**Image-grounded pointing data**
━━━━━━━━━━━━━━━━
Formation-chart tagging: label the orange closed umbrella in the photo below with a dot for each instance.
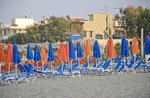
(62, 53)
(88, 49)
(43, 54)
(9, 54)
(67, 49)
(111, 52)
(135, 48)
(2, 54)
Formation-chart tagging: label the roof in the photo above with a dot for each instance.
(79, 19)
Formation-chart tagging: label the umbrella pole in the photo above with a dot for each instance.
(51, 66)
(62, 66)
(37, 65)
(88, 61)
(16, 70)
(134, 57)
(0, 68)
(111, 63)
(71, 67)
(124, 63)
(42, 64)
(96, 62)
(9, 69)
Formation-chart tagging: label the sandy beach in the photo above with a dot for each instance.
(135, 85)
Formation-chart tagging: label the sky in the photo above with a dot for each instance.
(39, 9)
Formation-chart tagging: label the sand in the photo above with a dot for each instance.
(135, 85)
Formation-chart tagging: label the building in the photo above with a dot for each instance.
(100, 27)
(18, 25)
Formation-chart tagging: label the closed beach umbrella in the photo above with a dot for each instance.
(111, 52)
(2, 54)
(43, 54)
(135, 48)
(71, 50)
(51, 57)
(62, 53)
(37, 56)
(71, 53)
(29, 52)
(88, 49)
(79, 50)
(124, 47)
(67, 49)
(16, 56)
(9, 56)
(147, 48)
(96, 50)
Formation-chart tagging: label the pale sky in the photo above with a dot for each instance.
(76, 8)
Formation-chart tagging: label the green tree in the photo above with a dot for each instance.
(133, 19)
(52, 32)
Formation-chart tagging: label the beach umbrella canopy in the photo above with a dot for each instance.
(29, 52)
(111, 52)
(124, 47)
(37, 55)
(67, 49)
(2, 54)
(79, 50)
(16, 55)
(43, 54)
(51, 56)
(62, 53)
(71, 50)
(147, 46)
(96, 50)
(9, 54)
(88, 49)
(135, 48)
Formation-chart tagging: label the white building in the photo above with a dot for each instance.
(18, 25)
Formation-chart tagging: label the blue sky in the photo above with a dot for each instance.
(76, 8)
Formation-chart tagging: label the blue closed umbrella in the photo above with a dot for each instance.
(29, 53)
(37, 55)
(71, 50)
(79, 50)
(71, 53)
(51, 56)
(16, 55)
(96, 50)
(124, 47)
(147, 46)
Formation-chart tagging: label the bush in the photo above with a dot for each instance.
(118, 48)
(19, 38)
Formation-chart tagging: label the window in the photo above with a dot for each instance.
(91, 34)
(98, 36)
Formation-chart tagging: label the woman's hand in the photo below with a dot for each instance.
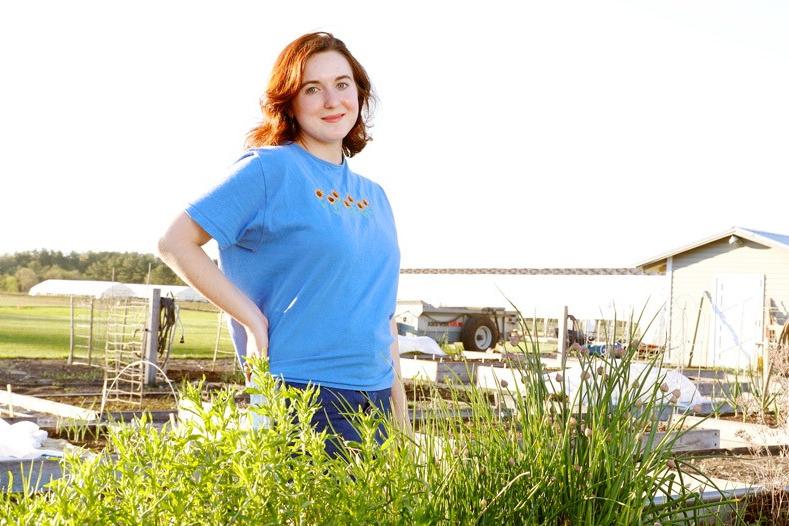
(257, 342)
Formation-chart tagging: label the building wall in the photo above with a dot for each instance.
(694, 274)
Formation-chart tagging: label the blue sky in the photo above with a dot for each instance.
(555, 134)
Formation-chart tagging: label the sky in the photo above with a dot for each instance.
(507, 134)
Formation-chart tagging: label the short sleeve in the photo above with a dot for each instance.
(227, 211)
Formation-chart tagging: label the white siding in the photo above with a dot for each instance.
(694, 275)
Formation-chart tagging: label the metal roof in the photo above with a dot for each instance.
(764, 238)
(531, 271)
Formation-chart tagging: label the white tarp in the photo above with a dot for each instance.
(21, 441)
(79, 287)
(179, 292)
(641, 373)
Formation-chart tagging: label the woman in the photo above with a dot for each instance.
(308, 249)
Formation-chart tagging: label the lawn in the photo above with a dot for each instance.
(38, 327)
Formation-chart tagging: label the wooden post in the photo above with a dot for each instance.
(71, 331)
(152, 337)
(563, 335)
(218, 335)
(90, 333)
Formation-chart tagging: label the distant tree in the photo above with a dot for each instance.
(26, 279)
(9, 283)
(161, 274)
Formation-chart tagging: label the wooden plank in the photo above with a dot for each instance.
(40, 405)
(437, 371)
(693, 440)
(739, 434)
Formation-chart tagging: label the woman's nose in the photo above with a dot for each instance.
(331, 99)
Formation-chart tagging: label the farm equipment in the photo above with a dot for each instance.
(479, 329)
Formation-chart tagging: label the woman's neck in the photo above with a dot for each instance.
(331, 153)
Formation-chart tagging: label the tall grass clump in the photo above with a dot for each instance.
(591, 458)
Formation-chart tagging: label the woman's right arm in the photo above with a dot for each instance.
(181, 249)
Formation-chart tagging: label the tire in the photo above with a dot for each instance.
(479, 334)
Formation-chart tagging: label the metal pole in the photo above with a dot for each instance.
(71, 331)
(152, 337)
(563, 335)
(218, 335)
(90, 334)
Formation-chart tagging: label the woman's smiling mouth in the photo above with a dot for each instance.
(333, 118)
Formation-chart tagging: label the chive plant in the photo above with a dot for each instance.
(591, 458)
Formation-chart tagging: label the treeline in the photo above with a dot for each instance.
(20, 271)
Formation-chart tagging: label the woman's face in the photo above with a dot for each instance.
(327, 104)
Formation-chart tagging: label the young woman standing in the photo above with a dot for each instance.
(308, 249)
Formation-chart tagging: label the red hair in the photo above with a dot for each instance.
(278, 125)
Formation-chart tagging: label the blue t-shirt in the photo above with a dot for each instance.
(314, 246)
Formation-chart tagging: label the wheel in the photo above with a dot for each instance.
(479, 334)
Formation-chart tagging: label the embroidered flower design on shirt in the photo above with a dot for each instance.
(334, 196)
━━━━━━━━━━━━━━━━
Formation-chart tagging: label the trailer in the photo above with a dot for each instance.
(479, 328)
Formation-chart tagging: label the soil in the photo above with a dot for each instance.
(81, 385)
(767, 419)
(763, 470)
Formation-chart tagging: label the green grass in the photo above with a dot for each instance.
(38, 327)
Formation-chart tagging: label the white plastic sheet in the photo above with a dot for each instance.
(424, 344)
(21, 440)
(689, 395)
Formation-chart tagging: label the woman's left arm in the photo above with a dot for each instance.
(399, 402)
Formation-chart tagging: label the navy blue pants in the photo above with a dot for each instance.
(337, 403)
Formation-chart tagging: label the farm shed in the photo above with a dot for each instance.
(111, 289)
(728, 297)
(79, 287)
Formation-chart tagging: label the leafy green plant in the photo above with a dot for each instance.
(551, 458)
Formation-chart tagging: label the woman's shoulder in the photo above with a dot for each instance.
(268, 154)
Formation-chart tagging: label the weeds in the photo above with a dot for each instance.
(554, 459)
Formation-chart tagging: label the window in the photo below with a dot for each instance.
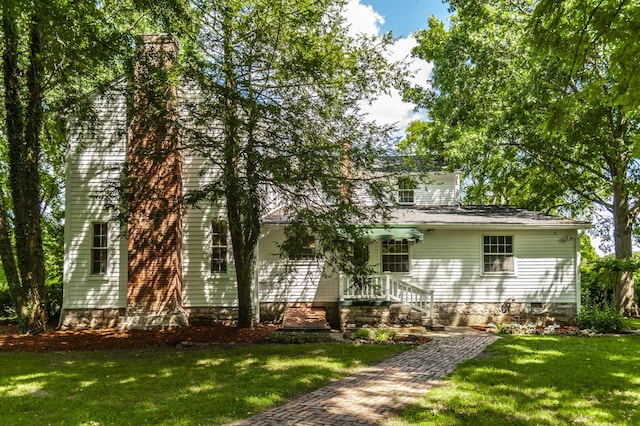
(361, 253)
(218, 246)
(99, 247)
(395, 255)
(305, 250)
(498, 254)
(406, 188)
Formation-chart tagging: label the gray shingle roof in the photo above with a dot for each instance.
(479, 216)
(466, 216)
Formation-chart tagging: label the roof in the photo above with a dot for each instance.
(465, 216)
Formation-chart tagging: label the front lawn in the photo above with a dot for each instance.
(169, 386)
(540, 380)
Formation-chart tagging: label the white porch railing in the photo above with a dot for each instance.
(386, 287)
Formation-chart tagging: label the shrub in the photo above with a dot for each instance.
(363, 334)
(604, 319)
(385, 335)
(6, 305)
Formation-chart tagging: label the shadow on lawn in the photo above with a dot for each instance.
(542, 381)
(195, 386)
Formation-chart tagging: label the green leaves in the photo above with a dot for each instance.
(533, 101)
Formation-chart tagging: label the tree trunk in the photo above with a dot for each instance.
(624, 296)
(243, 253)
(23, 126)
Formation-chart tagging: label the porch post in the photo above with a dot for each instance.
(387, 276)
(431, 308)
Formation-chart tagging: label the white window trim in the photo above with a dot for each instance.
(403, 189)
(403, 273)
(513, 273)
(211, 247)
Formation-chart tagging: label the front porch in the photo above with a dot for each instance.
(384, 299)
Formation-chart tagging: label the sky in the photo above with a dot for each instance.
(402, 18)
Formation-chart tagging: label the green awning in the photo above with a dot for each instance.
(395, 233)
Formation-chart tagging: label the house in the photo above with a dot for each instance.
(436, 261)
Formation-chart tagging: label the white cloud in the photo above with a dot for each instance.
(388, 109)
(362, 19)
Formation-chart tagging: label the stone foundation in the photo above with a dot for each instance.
━━━━━━━━━━━━━━━━
**TASK STATEMENT**
In the entries above, please find the line with "Formation-chart tagging: label the front porch" and the line with "Formation-chart tagging: label the stone", then write out exactly those two lines and every line between them, and nothing more.

**TASK ANSWER**
Formation-chart tagging: label the front porch in the photo above with a dot for each instance.
(384, 299)
Formation-chart tagging: label the sky in the photo above with a dot for each instance.
(402, 18)
Formation-chart tagging: label the green awning in the photo above with a dot for each instance.
(395, 233)
Formation-chart tagging: label the house in the photo above with a dot for each instance.
(436, 261)
Formation-chart tagging: label the white cloud in the photo above with a dot for each instance.
(388, 109)
(362, 19)
Formation-chart tagging: label the stone foundation in the photo above with a dot for each instance.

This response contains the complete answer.